JOB: Count how many of the lines below contain the string "clicks", treating case as significant, and reply with the number alone.

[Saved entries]
# # #

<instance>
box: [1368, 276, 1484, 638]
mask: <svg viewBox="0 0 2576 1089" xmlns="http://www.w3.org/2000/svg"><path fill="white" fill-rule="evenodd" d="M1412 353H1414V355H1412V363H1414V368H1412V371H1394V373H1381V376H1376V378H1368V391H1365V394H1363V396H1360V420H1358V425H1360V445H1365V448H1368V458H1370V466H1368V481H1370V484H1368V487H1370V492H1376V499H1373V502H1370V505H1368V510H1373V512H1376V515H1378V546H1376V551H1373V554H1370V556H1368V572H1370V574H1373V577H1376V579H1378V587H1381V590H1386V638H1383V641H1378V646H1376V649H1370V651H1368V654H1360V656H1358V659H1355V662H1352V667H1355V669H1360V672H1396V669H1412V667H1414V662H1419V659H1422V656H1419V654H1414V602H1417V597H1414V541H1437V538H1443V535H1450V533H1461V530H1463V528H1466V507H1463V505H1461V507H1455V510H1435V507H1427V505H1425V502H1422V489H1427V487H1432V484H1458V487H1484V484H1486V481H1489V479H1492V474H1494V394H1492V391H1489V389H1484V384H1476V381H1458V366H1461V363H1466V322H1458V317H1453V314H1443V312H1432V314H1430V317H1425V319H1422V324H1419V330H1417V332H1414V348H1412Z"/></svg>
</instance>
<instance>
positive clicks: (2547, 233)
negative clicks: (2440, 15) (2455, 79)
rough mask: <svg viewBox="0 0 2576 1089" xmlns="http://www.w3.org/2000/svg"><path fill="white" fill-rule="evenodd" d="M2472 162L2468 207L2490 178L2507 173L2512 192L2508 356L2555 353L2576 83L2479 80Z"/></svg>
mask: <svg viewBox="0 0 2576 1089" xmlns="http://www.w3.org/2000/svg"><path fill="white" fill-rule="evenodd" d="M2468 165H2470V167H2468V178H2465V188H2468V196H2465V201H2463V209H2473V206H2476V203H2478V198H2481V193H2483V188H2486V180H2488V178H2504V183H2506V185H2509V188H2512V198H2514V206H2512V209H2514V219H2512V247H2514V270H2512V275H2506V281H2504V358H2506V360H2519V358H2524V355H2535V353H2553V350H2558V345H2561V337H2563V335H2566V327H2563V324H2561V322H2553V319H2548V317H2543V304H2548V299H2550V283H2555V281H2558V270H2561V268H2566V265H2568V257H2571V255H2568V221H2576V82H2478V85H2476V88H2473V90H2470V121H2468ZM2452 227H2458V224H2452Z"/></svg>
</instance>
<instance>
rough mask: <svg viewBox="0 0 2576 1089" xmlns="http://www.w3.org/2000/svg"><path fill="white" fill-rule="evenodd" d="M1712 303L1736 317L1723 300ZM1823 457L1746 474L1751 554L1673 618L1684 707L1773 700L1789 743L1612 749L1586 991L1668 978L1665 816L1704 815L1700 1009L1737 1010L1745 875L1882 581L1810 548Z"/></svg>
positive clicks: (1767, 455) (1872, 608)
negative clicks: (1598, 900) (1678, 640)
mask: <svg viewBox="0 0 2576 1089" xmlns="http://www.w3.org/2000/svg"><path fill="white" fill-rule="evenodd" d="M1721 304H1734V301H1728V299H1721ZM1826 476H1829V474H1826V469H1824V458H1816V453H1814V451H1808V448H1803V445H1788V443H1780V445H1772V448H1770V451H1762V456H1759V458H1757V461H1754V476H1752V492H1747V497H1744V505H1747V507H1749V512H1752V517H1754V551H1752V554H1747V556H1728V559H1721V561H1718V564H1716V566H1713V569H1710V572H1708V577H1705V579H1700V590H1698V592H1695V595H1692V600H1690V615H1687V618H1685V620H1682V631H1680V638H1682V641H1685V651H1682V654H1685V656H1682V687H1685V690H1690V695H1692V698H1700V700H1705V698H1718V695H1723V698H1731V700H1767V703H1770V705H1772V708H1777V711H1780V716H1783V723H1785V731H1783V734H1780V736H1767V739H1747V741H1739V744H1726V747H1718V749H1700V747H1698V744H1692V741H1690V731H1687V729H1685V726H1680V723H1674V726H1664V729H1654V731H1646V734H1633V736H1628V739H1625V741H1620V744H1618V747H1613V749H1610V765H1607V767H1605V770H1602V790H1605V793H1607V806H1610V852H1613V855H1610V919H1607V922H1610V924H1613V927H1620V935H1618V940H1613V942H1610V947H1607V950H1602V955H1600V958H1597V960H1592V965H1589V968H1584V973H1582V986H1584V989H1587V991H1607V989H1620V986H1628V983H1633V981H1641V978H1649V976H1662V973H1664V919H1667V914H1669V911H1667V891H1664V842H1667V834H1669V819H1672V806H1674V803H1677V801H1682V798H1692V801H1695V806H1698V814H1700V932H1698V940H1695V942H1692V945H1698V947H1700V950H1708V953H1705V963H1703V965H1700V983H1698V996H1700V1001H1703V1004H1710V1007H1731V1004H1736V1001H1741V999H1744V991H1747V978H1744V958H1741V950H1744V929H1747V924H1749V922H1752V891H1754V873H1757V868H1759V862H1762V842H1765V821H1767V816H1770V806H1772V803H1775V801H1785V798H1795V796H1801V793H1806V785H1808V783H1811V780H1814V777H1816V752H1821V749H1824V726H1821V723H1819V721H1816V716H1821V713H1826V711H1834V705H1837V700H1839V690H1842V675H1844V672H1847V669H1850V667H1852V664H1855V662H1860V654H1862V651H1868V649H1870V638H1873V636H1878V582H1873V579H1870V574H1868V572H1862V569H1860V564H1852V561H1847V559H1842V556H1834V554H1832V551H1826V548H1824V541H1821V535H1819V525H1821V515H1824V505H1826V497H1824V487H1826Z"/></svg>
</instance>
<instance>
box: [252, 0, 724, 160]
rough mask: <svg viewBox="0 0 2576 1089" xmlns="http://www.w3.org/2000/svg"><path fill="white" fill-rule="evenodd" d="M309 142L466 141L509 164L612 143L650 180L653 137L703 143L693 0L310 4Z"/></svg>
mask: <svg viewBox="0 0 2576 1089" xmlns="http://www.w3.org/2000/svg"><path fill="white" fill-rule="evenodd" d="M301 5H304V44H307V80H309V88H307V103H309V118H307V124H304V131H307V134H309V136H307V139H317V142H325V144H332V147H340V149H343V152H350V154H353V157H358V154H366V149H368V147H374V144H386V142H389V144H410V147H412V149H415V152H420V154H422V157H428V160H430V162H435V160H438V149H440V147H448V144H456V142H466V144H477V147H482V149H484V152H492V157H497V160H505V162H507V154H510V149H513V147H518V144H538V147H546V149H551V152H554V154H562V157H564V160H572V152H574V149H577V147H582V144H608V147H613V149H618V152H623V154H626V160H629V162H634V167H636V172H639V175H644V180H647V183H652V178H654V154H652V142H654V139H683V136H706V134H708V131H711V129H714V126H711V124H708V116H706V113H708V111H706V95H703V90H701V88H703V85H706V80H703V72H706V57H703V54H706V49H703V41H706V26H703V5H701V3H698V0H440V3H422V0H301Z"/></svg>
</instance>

# # #

EXERCISE RESPONSE: 4